Rows drawn from a collection:
————
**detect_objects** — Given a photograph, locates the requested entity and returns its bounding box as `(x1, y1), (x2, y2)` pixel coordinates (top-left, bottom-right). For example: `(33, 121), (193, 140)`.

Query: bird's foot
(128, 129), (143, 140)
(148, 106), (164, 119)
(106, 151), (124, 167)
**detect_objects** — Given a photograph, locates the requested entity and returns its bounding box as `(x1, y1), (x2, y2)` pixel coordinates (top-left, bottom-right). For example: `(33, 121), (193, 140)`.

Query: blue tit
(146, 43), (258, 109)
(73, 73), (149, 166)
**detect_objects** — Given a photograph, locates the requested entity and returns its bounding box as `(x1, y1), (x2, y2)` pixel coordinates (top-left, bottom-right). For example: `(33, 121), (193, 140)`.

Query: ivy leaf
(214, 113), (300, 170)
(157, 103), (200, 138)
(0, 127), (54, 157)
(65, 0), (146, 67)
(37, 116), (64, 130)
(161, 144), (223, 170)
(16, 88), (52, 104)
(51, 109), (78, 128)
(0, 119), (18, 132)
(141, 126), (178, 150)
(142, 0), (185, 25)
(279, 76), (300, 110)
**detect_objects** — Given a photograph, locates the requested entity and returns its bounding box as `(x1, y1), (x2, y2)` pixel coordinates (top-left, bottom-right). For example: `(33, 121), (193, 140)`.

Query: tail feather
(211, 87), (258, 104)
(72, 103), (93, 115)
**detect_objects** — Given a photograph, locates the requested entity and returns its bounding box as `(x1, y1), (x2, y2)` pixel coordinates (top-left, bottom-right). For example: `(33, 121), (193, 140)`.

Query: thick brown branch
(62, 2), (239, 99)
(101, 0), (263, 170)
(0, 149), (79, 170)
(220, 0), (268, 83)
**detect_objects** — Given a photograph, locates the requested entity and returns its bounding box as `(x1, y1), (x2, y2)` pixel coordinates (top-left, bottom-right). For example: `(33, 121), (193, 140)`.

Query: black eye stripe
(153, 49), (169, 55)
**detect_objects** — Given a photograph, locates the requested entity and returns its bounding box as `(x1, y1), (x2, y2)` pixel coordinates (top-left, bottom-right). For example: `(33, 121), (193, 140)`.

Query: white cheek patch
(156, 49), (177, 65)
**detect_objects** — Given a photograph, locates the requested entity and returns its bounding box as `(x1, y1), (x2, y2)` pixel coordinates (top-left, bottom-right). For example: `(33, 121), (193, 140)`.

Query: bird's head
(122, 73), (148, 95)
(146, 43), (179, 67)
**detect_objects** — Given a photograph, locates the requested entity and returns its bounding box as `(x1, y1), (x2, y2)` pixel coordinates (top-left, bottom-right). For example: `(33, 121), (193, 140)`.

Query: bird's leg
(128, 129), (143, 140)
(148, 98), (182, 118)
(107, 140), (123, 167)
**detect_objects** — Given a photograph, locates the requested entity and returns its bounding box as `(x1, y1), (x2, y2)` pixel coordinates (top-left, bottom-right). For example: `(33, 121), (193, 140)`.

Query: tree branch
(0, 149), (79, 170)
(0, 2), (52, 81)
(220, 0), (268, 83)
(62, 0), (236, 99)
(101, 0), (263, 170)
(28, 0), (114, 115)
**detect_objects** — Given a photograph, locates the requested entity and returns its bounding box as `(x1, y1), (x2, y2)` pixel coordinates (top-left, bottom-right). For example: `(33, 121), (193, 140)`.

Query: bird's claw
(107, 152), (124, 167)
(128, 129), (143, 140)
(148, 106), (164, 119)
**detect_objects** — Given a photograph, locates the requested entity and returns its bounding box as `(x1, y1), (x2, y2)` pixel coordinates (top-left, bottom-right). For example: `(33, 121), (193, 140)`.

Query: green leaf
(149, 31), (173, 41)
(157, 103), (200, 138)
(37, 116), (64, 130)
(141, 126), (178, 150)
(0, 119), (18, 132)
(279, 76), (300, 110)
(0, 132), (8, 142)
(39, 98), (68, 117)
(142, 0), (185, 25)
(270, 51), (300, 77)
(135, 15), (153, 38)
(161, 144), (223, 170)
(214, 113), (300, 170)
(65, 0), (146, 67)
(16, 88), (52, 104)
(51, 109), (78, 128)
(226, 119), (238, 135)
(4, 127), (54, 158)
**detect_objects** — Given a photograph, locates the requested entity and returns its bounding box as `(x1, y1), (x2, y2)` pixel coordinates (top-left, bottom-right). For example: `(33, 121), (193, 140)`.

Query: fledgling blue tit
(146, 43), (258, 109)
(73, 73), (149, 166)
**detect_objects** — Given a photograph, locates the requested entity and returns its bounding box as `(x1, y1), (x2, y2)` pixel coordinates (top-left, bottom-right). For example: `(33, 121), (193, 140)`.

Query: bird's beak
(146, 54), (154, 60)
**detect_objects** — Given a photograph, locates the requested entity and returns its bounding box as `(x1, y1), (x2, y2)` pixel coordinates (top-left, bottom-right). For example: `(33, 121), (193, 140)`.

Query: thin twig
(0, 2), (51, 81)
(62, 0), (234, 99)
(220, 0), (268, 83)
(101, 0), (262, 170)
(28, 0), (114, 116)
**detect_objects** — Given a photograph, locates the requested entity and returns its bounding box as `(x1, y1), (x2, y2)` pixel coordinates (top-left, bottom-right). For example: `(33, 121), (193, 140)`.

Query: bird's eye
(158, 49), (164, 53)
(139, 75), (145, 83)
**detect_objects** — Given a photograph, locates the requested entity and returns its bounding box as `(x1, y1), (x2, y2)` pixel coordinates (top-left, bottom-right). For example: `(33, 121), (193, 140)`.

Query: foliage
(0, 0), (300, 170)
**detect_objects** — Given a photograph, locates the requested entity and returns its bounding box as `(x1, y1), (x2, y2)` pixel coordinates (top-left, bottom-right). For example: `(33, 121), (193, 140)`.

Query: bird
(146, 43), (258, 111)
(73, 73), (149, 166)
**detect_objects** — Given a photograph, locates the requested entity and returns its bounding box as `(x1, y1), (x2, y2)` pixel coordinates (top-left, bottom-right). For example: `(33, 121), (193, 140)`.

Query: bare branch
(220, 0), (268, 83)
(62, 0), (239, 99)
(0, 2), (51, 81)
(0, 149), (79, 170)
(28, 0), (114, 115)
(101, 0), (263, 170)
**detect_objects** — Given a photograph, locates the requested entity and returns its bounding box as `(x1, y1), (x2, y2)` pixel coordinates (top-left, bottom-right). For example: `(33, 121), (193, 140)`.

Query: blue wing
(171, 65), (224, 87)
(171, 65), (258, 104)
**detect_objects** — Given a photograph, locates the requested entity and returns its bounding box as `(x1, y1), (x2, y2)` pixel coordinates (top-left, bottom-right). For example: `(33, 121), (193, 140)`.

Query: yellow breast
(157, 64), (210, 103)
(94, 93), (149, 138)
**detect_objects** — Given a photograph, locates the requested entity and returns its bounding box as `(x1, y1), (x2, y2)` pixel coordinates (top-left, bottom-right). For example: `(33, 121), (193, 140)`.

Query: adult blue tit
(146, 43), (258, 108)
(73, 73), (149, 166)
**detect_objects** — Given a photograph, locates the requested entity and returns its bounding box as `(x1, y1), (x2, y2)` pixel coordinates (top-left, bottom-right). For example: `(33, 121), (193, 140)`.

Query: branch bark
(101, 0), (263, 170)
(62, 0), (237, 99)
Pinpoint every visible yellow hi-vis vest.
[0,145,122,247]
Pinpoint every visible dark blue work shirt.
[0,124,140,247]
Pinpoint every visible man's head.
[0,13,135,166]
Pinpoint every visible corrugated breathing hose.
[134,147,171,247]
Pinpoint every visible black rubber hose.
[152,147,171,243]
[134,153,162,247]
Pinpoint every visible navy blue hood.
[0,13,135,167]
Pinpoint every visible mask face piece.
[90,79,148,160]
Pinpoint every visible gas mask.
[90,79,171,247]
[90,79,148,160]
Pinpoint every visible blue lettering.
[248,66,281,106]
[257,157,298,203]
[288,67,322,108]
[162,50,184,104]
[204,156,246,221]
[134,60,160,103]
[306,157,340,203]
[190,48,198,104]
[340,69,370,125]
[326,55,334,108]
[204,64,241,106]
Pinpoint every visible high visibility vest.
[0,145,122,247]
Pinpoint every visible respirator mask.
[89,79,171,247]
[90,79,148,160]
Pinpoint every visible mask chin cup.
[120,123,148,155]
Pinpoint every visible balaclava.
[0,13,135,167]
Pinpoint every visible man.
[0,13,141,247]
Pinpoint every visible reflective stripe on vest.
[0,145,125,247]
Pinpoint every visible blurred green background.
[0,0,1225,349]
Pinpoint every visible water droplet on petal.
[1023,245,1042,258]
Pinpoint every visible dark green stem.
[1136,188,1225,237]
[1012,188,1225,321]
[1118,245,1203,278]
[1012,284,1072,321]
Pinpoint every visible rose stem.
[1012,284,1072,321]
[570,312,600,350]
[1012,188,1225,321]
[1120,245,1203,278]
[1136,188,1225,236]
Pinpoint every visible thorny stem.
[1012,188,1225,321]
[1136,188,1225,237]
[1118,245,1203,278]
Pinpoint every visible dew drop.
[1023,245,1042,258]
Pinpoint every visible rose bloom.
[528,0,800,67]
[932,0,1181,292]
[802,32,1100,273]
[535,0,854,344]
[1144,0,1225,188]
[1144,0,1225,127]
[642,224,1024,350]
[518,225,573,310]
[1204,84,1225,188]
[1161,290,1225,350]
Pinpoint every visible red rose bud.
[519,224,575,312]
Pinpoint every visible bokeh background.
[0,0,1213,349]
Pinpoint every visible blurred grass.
————
Requirement> Copy out the rows verbatim, starting at the line that contains "Pinpoint every visible bokeh background." and stopping at the last of the rows, with that first line included.

The completed task>
Pinpoint every visible bokeh background.
[0,0,1213,349]
Pinpoint every visible blurred grass.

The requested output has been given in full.